** begin Entries **

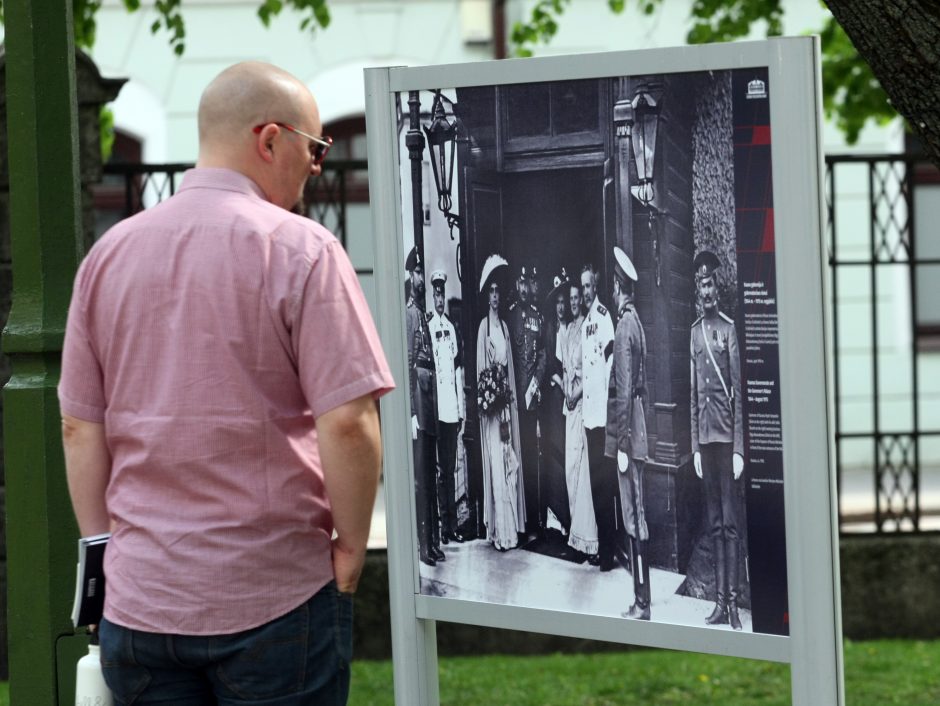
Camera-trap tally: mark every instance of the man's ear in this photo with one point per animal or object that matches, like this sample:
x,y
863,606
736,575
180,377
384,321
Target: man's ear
x,y
265,142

** end Entries **

Can you rename "man's ear" to "person's ear" wherever it appears in the lines above, keeping everything else the same and omitting the pictures from your answer?

__Solution for this task__.
Camera-trap tally: mark every instance of the person's ear in this photo with one point per animal or object that matches, like this sample:
x,y
863,606
736,575
180,377
384,321
Target: person's ear
x,y
265,142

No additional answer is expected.